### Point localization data
☆ ☆ ☆ ☆ ☆ ☆ ☆

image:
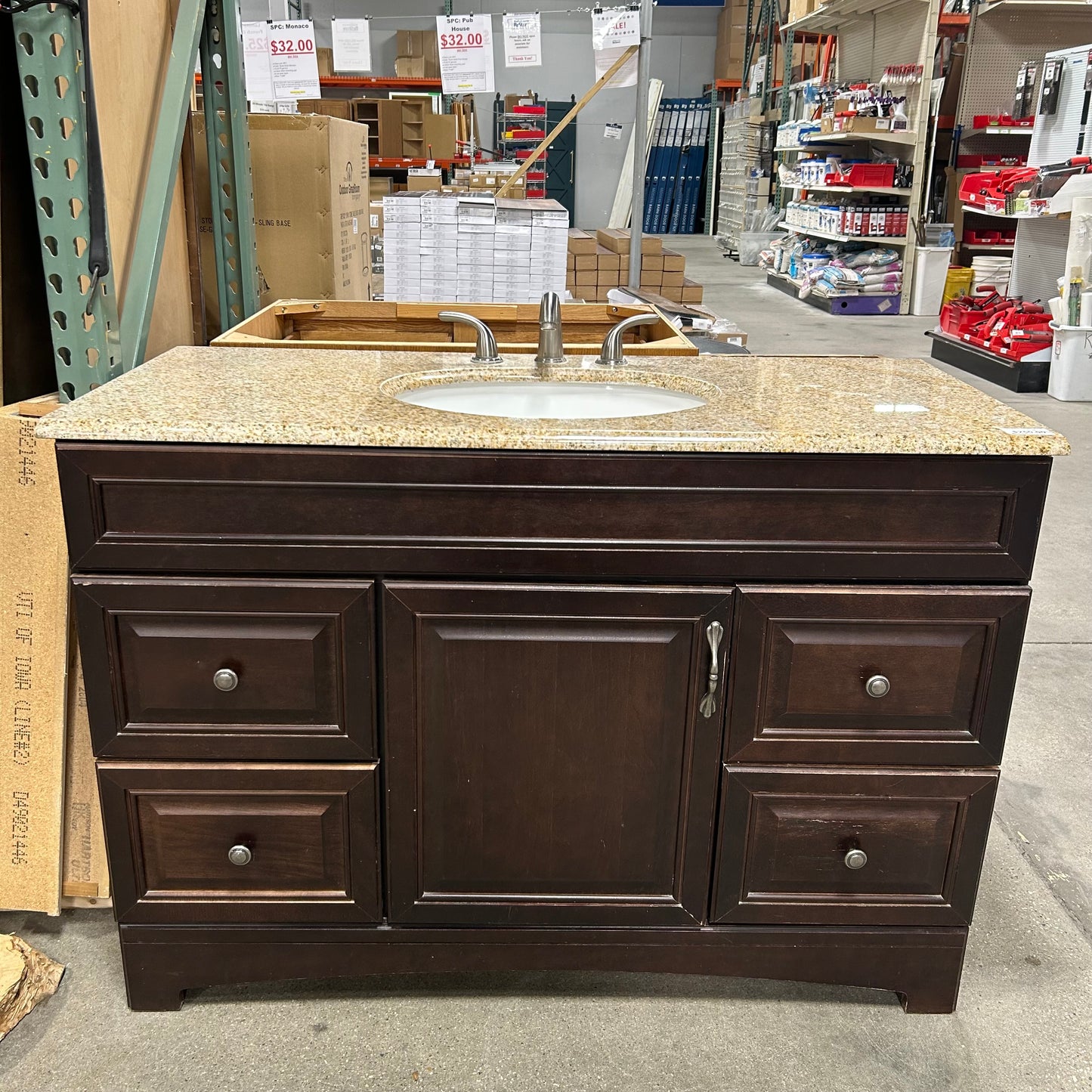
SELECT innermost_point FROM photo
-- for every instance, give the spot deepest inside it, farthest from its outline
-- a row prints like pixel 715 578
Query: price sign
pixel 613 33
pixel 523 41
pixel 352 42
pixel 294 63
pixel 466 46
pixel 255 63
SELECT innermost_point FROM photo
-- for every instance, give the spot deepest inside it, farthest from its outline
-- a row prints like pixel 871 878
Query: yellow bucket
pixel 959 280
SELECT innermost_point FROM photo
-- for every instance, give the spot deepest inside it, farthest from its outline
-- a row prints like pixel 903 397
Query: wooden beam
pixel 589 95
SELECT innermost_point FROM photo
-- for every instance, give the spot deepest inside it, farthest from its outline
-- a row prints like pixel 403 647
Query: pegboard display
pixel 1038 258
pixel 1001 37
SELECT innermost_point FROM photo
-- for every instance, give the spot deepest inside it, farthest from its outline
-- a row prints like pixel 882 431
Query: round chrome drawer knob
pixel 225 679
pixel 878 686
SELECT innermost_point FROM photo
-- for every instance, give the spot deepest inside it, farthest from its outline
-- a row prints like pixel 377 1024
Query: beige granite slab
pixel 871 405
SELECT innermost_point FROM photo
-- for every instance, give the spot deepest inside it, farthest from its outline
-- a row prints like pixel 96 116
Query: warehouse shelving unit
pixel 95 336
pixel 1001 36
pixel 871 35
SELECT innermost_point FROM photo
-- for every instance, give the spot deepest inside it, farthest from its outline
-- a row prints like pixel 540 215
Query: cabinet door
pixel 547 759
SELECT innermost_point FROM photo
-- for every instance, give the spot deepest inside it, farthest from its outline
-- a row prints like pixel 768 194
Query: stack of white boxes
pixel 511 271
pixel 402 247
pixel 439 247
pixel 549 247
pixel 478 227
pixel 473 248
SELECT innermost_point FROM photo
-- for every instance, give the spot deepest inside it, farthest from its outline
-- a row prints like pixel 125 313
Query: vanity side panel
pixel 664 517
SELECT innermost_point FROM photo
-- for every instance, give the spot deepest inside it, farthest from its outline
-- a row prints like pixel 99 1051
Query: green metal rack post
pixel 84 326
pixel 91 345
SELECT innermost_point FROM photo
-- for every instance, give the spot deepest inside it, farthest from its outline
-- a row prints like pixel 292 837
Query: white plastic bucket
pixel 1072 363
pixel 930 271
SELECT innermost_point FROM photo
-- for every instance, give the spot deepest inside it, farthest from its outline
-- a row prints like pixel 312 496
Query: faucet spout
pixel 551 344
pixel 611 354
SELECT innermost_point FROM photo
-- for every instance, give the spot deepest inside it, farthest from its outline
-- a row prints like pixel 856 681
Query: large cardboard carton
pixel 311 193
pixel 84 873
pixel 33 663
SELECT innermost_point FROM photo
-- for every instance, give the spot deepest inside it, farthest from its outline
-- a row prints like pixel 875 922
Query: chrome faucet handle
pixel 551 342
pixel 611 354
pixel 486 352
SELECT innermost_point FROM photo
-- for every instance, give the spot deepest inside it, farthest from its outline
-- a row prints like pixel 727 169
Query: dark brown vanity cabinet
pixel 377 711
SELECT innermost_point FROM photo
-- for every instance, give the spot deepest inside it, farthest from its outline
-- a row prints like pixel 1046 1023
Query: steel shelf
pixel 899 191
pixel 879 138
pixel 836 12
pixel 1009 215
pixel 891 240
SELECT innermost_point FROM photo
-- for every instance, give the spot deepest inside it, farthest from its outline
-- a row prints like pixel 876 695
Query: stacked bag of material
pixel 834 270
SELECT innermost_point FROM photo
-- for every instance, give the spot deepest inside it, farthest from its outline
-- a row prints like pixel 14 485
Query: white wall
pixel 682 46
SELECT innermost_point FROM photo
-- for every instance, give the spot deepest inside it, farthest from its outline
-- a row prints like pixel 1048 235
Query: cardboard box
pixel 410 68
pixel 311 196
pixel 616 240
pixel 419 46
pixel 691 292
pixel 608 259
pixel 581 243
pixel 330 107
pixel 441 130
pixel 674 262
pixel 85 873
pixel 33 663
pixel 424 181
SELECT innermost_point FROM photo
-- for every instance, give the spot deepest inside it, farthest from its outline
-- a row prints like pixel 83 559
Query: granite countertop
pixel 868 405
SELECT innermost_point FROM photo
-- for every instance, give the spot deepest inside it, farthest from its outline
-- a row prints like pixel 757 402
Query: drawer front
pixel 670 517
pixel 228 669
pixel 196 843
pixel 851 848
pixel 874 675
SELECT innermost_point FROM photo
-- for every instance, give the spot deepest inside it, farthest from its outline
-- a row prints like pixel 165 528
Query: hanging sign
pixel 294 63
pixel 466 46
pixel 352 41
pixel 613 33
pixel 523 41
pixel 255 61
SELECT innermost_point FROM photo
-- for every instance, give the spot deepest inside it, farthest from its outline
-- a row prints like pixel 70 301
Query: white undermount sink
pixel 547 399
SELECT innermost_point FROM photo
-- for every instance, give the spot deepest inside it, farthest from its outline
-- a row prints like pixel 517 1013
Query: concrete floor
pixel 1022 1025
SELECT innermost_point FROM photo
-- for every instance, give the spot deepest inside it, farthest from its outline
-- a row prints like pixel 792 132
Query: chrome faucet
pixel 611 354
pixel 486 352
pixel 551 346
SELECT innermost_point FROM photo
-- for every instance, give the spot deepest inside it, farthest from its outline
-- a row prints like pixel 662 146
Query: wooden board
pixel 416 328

☆ ☆ ☆ ☆ ☆ ☆ ☆

### EXERCISE OBJECTIVE
Only one stretch of the records above is wanted: the lines between the one holding "Query: granite countertop" and the one holding "-- a row prints like pixel 165 528", inclusive, reproduced exactly.

### RESULT BELOW
Query: granite countertop
pixel 868 405
SELECT innermost_point FROM photo
-- for every instance, give the spot deepest inside it, farthest from its outline
-- a row prints like pixel 757 402
Query: drawer front
pixel 670 517
pixel 228 669
pixel 196 843
pixel 851 848
pixel 874 675
SELECT innermost_point FROM photo
-- for every instance, give the spot deepest inside it, farthest from its outline
-- a row prints like pixel 165 528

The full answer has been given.